*WORK TO COMPLETE*. The entries below are to be transcribed in full, without their images.

— Begin —

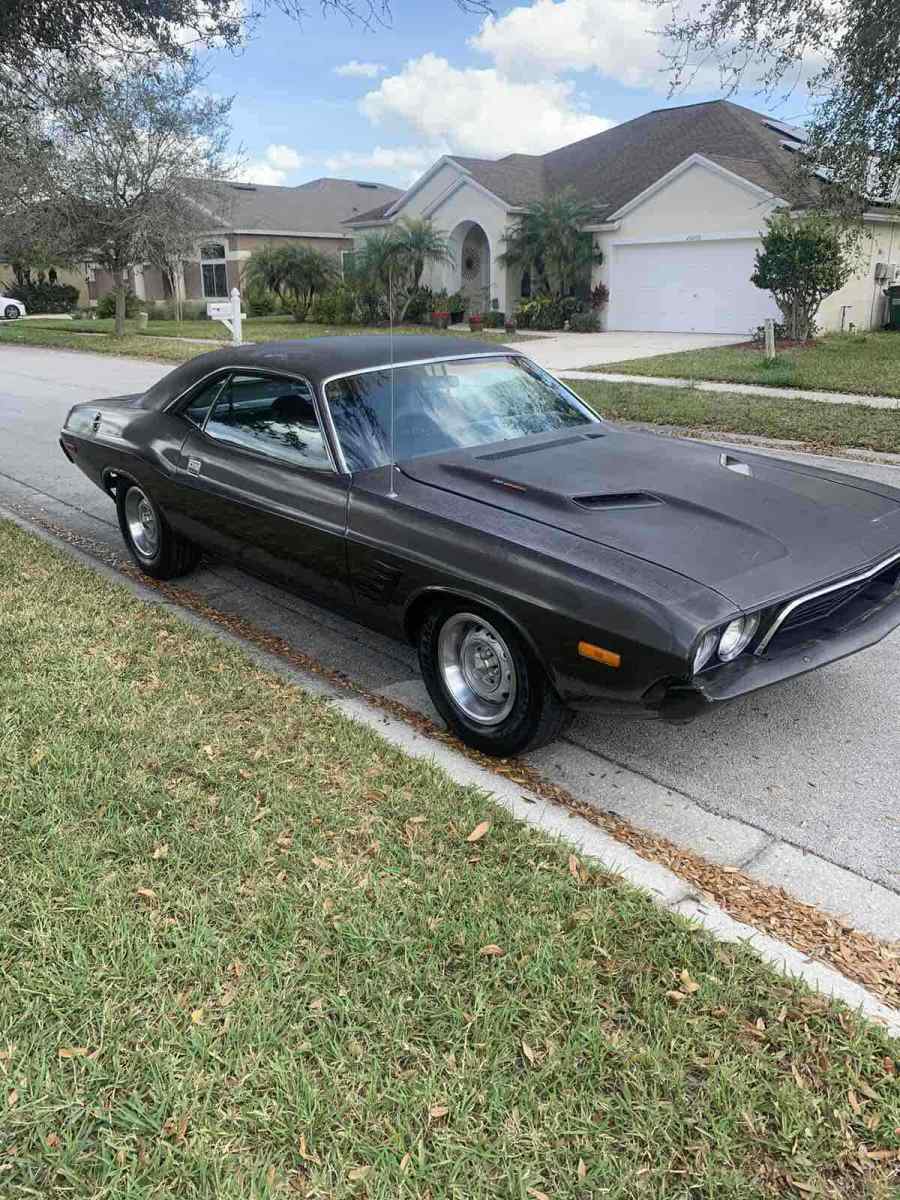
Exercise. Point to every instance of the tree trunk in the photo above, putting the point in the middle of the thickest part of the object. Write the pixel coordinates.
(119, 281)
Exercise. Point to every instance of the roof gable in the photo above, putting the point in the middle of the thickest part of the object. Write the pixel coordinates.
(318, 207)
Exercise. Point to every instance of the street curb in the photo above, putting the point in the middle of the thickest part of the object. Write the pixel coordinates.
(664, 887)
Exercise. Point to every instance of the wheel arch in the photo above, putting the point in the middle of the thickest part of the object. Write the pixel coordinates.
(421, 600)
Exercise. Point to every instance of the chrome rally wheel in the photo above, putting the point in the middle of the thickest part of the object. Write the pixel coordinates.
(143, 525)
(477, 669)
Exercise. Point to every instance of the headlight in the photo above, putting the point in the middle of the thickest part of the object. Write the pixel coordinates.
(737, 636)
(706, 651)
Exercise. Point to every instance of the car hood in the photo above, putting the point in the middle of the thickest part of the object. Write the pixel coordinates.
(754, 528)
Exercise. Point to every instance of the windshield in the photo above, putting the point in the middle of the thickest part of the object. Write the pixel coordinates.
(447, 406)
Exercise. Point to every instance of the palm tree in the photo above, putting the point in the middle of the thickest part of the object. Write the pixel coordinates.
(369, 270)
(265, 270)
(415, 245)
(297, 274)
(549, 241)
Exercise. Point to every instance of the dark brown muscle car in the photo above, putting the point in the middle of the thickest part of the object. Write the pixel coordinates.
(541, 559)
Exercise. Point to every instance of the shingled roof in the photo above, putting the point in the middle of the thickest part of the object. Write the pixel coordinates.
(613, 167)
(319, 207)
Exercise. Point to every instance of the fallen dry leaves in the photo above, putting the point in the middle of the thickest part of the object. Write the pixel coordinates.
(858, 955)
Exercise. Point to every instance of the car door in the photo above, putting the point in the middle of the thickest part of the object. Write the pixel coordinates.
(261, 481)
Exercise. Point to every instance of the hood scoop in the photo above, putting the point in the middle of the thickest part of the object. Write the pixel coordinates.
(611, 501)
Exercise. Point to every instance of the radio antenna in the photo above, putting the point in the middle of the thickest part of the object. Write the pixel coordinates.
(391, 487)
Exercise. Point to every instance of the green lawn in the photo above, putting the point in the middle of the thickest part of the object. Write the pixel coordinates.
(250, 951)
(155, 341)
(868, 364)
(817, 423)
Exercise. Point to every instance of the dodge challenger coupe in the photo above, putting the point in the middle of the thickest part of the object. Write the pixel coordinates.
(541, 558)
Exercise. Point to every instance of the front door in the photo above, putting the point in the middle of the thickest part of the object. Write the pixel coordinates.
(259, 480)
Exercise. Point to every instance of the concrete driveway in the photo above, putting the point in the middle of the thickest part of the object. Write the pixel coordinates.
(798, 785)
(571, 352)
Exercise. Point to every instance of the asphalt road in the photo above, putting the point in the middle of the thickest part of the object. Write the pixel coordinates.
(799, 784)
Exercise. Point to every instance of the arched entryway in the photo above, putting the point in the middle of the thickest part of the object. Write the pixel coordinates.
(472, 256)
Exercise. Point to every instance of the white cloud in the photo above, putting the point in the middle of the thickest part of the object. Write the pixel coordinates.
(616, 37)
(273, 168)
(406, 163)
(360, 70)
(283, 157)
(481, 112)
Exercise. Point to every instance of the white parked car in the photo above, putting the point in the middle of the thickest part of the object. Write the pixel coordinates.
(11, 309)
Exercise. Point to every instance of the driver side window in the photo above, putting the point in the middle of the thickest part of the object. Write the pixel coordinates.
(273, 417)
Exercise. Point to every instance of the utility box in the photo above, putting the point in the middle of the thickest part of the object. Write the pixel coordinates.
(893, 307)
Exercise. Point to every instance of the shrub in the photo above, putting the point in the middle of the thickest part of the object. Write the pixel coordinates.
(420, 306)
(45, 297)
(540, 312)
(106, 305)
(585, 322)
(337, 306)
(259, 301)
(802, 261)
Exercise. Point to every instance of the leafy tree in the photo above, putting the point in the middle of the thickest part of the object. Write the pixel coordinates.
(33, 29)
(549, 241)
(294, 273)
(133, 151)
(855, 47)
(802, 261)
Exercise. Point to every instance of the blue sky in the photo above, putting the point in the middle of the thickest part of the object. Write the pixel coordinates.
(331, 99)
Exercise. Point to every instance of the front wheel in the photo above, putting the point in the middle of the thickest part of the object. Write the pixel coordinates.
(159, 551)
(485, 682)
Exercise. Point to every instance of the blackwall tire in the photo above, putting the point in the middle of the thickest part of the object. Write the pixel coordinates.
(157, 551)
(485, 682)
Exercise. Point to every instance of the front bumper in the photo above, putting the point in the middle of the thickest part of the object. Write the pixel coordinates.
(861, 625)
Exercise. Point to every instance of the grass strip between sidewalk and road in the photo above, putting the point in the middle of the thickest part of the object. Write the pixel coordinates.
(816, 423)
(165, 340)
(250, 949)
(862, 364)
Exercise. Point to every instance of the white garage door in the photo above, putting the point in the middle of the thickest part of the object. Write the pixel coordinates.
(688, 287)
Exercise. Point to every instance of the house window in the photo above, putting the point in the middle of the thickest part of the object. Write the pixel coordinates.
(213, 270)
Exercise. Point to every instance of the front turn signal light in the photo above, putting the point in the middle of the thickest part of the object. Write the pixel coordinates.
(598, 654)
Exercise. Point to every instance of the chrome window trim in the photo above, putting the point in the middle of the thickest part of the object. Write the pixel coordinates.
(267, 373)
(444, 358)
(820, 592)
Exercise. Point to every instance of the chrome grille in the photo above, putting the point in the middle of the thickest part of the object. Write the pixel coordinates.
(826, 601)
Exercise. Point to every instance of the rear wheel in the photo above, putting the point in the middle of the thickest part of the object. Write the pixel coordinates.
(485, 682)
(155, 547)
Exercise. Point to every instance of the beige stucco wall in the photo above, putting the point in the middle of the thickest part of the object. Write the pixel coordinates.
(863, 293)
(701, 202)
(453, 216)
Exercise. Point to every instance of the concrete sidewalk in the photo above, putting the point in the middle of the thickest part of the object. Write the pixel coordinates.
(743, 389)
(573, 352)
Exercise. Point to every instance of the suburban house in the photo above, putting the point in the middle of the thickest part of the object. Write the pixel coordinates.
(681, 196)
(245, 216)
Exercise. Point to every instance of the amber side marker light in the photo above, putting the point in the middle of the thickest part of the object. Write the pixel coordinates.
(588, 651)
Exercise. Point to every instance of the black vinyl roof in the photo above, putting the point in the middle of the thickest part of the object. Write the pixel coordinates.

— End —

*THE OUTPUT*.
Exercise. Point to every instance of the tree trunk in the photo above, putting the point in the middle of the thickest part of the object. Write the pixel coordinates.
(119, 281)
Exercise. Point to every instance of the roof gable in the photo above, putting the point in the middle of the thickest part of the object. Write the pixel coordinates.
(318, 207)
Exercise. Point to every instance of the street curb in the photo above, putting the point in the middle of the thickest part of the object. Write the pixel coordinates.
(664, 887)
Exercise. Point to every instance of the wheel arch in the photo above, putting the point in the middle of the thickest part of the object. Write the pixel coordinates.
(421, 600)
Exercise. Point to every instance of the chrome rally wheel in the photo above, putting the point in the middle of the thickest part of the object. Write the pixel coordinates.
(143, 525)
(477, 669)
Exercise. Point to every instance of the headlight in the photo above, putting the point in the middle of the thickest part of the object. Write the pixel coordinates.
(737, 636)
(706, 651)
Exercise. Point to every instance of the car hood in the photo above, putting the point in the middle of the thickest part of the object. Write the pixel coordinates.
(754, 528)
Exercise. Point to every instance of the windshield in the photo above, putting the point in the middle of the thickest part of the object. Write the pixel coordinates.
(447, 406)
Exercise. Point to every instance of the palm tree in the photo above, putting the point in the middle of the thickest part of the object. Write the pixel coordinates.
(369, 270)
(265, 270)
(415, 245)
(297, 274)
(549, 241)
Exercise. Point to every instance of the dark brown muscle car in the photo above, putting the point in the middle of the thickest part of the object. Write the pixel coordinates.
(541, 559)
Exercise. Point to every instance of the shingled roof in the photo above, putting the point in the middle of the thickest part of the object. Write the pixel coordinates.
(613, 167)
(319, 207)
Exercise. Point to every instance of the fallen dry leaves in the photo above, putting the point in the middle of the thickest part of the object. Write the pixel coordinates.
(858, 955)
Exercise. Point to every instance of the car door in the photo above, putting the point in the middle of the thickest part of the object. Write the pixel coordinates.
(261, 481)
Exercise. Point to every instance of the hood scoop in the photo above, putting the point in the middle of the thickest part of the object. Write the pixel coordinates.
(611, 501)
Exercise. Point to every instance of the radio antenna in the photo above, putting the point in the middle of the thickest part of the object. Write the pixel coordinates.
(391, 487)
Exercise. Point to every instance of the green lawn in the photo above, putting the point in the middle of the thickest part of the object. Write the pixel coordinates.
(250, 951)
(155, 341)
(868, 364)
(817, 423)
Exercise. Point to every instance of the dodge challenger coupe in the photo above, putting the point in the middle of the thickest part of the object. Write the pixel coordinates.
(541, 558)
Exercise. Point to every instance of the front door in the photo above, putting the point in the middle of the thickest part of the object. Write the pixel coordinates.
(259, 480)
Exercise. Point to every instance of the concrete driveway in the photo above, putting the point in the middle of the thickest part of the object. Write the pixel coordinates.
(798, 785)
(571, 352)
Exercise. Point to every instance of the asphalt road in the photo above, putting the point in the middle of the thickest part of the object. Write the pixel coordinates.
(799, 784)
Exercise. Point to every instance of the arched entryway in the photo above, putting the point in the middle of the thickest part of the object. Write the pixel coordinates.
(472, 256)
Exercise. Point to every instance of the white cloud in the photo above, putting the point in the middle of the thickest part of the object. Write the pixel coordinates.
(616, 37)
(273, 168)
(406, 163)
(360, 70)
(283, 157)
(481, 112)
Exercise. Point to every instance of the white parked car in the photo above, putting the point in the middle of the thickest part of the object. Write the pixel coordinates.
(11, 309)
Exercise. Point to every instance of the driver side window in the photo above, putting the point in the middle of the thickest part of the object. Write the pixel coordinates.
(273, 417)
Exercise. Point to every instance of the utility box in the photo above, putting the point in the middle of the thickest part of the object. Write the pixel coordinates.
(893, 307)
Exercise. Point to every instance of the shrub in the photo above, putting the point in the middle of the thickest part of the object. Write the pixel coordinates.
(420, 306)
(45, 297)
(540, 312)
(106, 305)
(585, 322)
(337, 306)
(259, 301)
(802, 261)
Exercise. Point to every instance of the leafy tree in the photo above, putting the point in the middle of the thickest part of the object. Write the pixel coordinates.
(33, 29)
(549, 241)
(294, 273)
(133, 151)
(855, 47)
(802, 261)
Exercise. Point to every instance of the blue sky in the photo above, putting the point in the middle of the thickest part of the object. Write the pixel coordinates.
(331, 99)
Exercise. Point to every instance of the front wheel in the photo above, putting the point in the middle of the thickest part of the object. Write the pixel coordinates.
(159, 551)
(485, 682)
Exercise. Point to every instance of the blackwall tire in the photo above, putting the point in the middle of the thickest part of the object. Write the pixel coordinates.
(157, 551)
(485, 682)
Exercise. Point to every instance of the front bumper in the photo above, putting the point in the middle of the thickest part of the object. Write the pixel coordinates.
(861, 625)
Exercise. Point to every instance of the grass strip between sidewalk and road in the photo above, putting the point in the middle of the thickest part of the object. Write the pixel coordinates.
(816, 423)
(165, 340)
(250, 949)
(862, 364)
Exercise. Point to every instance of the white garage door in the photo above, putting the point in the middle of the thickest part of the object. Write the pixel coordinates.
(688, 287)
Exercise. Point to every instance of the house window in the photo above, putting the point in the middle of the thickest part of the object. Write the pixel coordinates.
(213, 270)
Exercise. Point to every instance of the front turn signal light in the photo above, putting the point in the middle of the thickest part of the object. Write the pixel coordinates.
(598, 654)
Exercise. Point to every instance of the chrome window trim in the photo above, putting the point in the middle of the thickest part of the object. Write the pixel coordinates.
(267, 373)
(444, 358)
(820, 592)
Exercise. Point to every instance of the chrome grille in the photo above, putting the point in the middle of the thickest part of the object. Write the pixel coordinates.
(826, 601)
Exercise. Point to every instance of the rear wheel in the photo above, putting the point in the middle of the thickest part of the object. Write the pixel coordinates.
(485, 682)
(155, 547)
Exercise. Point to every instance of the beige stucco wall in the photo above, putting the point in the middle of the thickest part of the object. Write the pixel coordinates.
(863, 293)
(701, 202)
(453, 216)
Exercise. Point to every instance of the concrete sidewalk in the photo above, putting the point in the middle of the thickest part of the object. Write the pixel coordinates.
(743, 389)
(573, 352)
Exercise. Point to every instance of the suburban house in the photo above, putting the point in the middle of the thickest part of the object. Write the pixel coordinates.
(681, 196)
(245, 216)
Exercise. Point to every instance of the amber side marker light in the photo above, putting the point in the middle of the thickest part of the object. Write the pixel coordinates.
(588, 651)
Exercise. Point to every instance of the black vinyl roof in the photo above, putting the point in the middle of the thickest part of the object. Write the pixel coordinates.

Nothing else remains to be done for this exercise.